• GIVEN PROBLEM: Locate "the woman's right" in the listing below, then output the line holding it and every line after it, exactly and with nothing else.

Collection entries
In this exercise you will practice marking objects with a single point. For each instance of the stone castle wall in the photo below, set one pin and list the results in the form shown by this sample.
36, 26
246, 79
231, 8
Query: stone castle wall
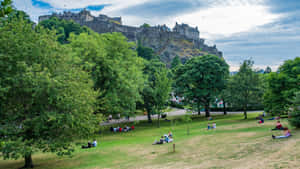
160, 38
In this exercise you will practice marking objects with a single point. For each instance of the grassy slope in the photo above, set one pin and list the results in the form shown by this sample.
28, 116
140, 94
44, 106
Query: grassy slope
236, 143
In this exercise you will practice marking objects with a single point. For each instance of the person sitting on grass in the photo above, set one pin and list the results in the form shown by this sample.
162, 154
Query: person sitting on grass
278, 126
166, 138
287, 133
208, 126
161, 141
88, 146
94, 144
214, 125
261, 120
125, 129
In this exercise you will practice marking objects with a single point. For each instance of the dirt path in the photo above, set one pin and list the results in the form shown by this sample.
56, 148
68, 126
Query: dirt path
176, 112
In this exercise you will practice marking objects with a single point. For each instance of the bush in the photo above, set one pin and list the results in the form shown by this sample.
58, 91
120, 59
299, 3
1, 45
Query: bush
177, 105
250, 108
295, 115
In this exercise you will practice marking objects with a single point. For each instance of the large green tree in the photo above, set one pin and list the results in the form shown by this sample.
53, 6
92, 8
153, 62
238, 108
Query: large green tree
295, 115
156, 88
282, 86
46, 100
201, 79
116, 69
245, 87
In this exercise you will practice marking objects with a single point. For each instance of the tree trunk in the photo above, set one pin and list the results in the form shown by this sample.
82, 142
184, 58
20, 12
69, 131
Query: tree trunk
158, 121
198, 108
28, 161
207, 114
224, 107
149, 116
245, 112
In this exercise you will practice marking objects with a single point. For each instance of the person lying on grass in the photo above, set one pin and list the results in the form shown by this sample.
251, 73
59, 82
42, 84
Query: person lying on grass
90, 145
161, 141
261, 120
278, 126
287, 133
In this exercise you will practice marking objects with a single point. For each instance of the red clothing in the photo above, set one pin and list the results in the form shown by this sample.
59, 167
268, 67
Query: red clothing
279, 126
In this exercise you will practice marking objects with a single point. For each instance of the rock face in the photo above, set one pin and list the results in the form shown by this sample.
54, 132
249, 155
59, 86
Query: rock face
182, 40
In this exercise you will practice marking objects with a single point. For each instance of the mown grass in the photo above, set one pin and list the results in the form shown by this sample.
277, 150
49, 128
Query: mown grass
236, 143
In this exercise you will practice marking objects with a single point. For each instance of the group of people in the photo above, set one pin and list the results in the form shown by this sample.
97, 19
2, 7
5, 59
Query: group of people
286, 131
167, 138
211, 126
120, 129
90, 144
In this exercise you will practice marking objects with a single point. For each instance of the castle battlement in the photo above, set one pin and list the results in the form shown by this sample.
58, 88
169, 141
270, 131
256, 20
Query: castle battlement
182, 40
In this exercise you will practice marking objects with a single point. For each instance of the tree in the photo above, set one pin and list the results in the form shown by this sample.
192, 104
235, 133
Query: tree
281, 86
201, 79
116, 70
225, 94
176, 62
295, 115
46, 100
5, 7
245, 86
162, 88
268, 70
156, 89
187, 119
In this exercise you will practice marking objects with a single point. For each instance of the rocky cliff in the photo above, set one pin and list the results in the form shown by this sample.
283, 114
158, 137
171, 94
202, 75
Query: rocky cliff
182, 40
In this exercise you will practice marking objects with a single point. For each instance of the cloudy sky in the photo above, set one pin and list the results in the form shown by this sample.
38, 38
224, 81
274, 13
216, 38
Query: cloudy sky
267, 31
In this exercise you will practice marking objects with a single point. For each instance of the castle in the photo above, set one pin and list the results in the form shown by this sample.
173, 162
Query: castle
183, 41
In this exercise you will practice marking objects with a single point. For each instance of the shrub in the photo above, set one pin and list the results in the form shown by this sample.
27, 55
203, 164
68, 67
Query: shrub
295, 115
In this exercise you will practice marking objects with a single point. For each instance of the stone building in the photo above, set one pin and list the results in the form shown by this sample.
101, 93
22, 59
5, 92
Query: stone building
183, 41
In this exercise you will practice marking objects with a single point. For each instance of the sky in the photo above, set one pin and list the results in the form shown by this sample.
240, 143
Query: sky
266, 31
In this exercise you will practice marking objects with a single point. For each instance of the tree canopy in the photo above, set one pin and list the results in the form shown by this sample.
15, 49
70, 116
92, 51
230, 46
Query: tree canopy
116, 69
157, 87
201, 79
47, 101
282, 86
5, 7
245, 86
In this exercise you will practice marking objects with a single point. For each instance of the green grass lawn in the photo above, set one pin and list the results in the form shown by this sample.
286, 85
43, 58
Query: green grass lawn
236, 143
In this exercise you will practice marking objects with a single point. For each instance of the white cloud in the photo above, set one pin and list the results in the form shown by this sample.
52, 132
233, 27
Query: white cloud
32, 11
229, 19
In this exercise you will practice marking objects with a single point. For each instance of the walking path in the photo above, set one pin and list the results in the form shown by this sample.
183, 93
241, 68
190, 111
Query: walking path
176, 112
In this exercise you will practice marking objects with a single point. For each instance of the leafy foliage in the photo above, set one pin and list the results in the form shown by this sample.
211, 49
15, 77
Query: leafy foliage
5, 7
115, 68
281, 86
201, 79
245, 87
176, 62
295, 115
157, 87
46, 100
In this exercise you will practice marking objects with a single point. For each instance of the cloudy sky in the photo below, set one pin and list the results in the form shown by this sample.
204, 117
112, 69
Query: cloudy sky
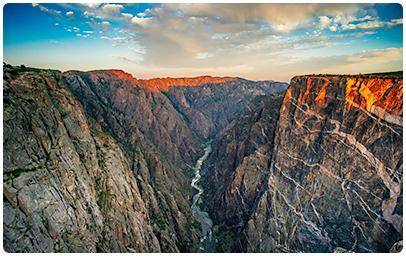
255, 41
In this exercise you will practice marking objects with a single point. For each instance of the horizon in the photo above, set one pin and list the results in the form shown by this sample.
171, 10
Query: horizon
212, 76
250, 41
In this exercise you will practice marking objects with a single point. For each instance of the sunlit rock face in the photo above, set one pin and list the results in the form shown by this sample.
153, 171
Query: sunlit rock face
333, 177
164, 84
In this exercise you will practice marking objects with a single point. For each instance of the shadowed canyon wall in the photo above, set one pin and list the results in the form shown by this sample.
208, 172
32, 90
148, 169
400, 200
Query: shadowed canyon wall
328, 176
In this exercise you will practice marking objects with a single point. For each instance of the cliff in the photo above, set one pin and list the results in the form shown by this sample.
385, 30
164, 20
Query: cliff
333, 171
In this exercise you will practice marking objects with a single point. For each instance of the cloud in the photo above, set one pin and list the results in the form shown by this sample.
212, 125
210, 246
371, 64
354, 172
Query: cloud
127, 15
203, 55
141, 21
372, 24
274, 14
47, 10
91, 5
112, 9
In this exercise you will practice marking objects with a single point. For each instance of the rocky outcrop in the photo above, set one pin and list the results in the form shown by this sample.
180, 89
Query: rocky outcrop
334, 173
164, 84
67, 187
101, 162
209, 108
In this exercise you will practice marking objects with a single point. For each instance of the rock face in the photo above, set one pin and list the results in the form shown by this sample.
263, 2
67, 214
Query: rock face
328, 179
67, 187
209, 108
100, 162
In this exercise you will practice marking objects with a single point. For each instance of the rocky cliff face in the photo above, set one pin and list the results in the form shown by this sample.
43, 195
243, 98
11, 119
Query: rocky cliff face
67, 187
100, 162
209, 108
94, 163
333, 177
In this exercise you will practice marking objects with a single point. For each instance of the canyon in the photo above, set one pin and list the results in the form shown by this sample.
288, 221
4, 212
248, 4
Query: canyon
101, 161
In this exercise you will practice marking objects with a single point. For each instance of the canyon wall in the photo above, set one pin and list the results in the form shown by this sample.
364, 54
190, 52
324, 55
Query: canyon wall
332, 171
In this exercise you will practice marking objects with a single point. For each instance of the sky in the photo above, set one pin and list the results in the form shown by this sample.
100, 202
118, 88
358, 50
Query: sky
254, 41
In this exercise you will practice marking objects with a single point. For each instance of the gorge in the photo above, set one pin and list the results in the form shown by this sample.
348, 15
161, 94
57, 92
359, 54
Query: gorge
100, 161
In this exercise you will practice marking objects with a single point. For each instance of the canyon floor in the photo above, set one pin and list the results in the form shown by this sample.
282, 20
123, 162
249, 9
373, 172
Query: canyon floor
101, 161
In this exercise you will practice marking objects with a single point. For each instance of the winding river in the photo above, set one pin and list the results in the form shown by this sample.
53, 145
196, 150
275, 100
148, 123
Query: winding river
206, 239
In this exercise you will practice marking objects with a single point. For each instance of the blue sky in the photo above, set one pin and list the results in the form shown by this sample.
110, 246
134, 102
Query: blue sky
256, 41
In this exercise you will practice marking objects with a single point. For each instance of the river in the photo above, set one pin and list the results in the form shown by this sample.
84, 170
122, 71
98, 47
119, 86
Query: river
206, 238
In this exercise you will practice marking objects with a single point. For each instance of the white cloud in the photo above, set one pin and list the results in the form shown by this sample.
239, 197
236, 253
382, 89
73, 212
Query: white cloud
141, 21
127, 15
112, 9
203, 55
91, 5
324, 21
332, 28
372, 24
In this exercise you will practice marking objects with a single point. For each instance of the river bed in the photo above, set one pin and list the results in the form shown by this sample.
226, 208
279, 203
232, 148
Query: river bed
206, 238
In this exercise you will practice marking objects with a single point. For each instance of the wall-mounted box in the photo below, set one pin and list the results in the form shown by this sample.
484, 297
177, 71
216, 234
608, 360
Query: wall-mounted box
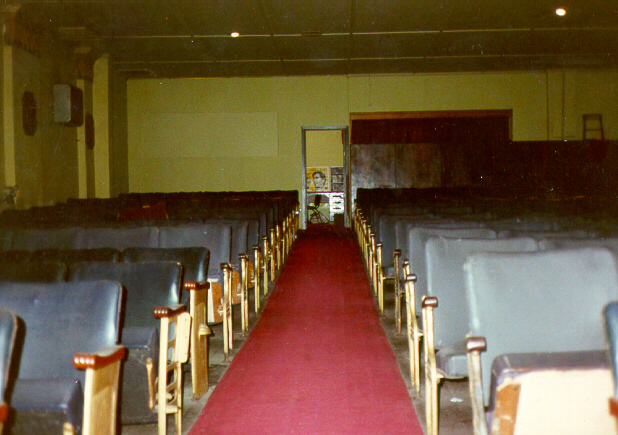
68, 105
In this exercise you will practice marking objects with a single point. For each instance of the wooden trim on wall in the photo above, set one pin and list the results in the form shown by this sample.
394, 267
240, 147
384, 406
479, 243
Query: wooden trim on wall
433, 114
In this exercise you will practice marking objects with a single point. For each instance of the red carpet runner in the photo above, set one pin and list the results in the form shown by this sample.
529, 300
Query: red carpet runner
318, 361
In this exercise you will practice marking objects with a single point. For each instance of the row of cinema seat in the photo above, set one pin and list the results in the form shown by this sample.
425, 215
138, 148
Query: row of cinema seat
271, 207
162, 269
520, 295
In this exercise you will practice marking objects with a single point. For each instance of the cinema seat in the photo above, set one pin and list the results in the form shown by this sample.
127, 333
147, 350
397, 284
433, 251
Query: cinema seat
8, 329
148, 285
535, 339
68, 357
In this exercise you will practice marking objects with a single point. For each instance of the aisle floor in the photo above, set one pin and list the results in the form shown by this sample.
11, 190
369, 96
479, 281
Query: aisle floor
455, 414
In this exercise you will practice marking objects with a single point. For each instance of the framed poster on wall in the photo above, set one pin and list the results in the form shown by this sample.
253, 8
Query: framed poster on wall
318, 179
336, 178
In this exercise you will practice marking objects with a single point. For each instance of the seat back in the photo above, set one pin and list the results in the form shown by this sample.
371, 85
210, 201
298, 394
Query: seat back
194, 260
148, 285
547, 301
217, 238
445, 279
240, 236
48, 271
15, 256
573, 243
72, 256
32, 239
417, 237
610, 314
60, 320
8, 330
121, 237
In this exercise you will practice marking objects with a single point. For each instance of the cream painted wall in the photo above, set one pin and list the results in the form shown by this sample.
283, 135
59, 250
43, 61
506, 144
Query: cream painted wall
290, 102
536, 99
324, 148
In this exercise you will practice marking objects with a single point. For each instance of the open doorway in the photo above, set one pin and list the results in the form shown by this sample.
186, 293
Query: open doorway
325, 176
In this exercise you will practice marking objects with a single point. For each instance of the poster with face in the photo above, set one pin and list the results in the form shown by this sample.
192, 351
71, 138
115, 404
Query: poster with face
336, 178
318, 179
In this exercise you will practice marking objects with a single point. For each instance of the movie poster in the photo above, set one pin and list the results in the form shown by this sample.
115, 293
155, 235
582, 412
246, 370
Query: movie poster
318, 179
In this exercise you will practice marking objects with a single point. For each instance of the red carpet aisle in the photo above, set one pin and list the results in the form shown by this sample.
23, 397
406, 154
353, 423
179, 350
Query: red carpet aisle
318, 361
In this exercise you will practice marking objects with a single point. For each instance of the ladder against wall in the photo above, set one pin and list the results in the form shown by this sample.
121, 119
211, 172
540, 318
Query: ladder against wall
593, 126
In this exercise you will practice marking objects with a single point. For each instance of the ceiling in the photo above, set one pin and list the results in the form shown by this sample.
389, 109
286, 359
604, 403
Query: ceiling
191, 38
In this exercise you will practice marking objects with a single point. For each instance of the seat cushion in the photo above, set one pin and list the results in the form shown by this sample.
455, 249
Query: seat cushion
44, 405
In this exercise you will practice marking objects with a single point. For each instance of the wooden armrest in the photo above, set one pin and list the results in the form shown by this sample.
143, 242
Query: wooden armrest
613, 406
161, 312
430, 301
196, 286
4, 411
475, 344
102, 358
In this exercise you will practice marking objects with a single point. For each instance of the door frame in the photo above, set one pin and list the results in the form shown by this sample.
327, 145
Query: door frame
345, 130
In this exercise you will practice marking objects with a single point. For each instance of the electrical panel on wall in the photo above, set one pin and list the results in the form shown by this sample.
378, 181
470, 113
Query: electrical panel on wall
68, 105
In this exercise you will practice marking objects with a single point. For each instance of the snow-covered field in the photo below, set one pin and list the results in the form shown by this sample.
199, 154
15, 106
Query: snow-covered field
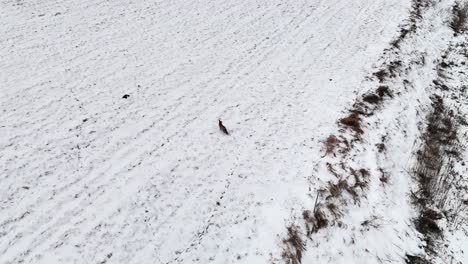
88, 176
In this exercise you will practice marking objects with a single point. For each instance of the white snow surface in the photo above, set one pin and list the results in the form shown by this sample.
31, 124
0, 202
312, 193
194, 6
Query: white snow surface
87, 176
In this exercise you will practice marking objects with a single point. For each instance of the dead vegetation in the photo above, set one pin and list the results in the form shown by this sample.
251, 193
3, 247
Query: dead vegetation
351, 183
294, 246
353, 121
459, 21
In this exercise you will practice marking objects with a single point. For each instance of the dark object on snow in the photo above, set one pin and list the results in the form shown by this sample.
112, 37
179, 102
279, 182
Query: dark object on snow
222, 127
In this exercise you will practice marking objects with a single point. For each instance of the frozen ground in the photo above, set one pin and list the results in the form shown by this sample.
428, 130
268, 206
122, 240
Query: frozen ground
87, 176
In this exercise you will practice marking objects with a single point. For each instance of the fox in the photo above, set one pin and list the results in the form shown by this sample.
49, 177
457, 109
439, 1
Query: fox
222, 127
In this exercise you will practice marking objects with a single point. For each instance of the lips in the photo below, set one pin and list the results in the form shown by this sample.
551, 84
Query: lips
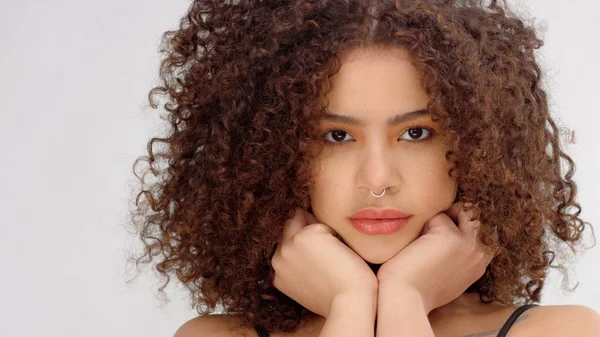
379, 213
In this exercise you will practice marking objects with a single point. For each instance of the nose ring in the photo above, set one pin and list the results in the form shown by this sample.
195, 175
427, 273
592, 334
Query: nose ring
380, 195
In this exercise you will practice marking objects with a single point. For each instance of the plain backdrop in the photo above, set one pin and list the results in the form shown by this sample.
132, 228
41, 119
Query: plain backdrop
74, 82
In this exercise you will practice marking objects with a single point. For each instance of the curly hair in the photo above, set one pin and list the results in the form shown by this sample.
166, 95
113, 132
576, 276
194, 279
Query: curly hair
244, 82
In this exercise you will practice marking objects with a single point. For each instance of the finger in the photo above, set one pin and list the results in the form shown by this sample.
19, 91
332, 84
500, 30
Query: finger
467, 226
452, 212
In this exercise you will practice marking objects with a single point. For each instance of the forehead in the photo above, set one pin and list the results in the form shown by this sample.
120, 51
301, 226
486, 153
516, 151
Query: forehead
377, 83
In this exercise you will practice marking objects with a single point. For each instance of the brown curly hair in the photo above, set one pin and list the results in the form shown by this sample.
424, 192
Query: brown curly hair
244, 81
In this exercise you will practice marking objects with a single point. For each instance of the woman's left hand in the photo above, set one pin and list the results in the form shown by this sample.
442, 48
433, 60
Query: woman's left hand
442, 263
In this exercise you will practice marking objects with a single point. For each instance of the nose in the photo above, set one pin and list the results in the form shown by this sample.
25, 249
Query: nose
379, 170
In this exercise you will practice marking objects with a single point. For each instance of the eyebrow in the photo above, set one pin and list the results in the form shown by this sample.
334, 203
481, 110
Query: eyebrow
398, 119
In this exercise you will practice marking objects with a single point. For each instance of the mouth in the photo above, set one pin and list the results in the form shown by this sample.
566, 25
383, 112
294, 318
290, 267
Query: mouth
379, 226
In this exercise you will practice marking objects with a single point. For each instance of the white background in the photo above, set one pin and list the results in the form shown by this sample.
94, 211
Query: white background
74, 82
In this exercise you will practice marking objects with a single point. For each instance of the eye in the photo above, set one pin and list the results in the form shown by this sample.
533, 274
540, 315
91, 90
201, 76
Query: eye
336, 137
416, 132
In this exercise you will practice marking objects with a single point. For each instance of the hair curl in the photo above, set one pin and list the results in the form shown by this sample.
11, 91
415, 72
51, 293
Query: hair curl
244, 81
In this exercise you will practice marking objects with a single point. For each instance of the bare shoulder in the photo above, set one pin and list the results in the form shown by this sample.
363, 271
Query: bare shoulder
558, 321
214, 326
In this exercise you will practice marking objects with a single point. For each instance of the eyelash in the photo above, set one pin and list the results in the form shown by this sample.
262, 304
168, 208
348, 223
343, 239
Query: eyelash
416, 126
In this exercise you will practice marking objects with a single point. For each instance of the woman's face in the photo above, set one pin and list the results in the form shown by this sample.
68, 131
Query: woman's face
365, 152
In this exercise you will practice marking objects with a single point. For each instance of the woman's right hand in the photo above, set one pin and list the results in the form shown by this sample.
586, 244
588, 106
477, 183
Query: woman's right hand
313, 267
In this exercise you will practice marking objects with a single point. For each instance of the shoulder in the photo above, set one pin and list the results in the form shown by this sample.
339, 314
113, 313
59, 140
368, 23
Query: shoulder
213, 326
559, 321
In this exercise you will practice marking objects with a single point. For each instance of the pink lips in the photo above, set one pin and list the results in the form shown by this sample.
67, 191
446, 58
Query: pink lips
376, 221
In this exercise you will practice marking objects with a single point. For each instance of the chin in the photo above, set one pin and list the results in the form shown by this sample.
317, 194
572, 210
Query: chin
376, 256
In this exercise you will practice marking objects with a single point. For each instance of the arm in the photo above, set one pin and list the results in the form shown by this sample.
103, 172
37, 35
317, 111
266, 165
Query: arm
401, 314
351, 315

• WORKED ANSWER:
In this exercise you will practice marking objects with a single point. For each instance of the woman's right hand in the photo above, set one pin and list the results in the form shown by this sample.
586, 244
588, 106
477, 183
Query: woman's right hand
313, 267
In this exercise you will practice marking objects with a single point. For each instance of the shoulder in the photo above, set one pin and list the results in the form shown by this sample.
339, 314
113, 313
59, 140
368, 23
Query: shoulder
213, 326
559, 321
In this exercise you will practice marking objects with a single point. For each instance of the pink lips in the photo above, set one pin and list the results in the form shown by this sample.
67, 191
446, 58
Query: pink lips
376, 221
In this exercise you will practice marking objects with a single point. For each instance of the chin in the photo above, set one pin and list the results in the form shown by this sample.
317, 194
572, 210
Query: chin
376, 256
In this exercise you will practice marking objects with a single point. For each instance of the arm in the photo above, set one pin and list the results in the form shown by this sample.
103, 172
37, 35
317, 111
266, 165
Query: arm
401, 314
351, 315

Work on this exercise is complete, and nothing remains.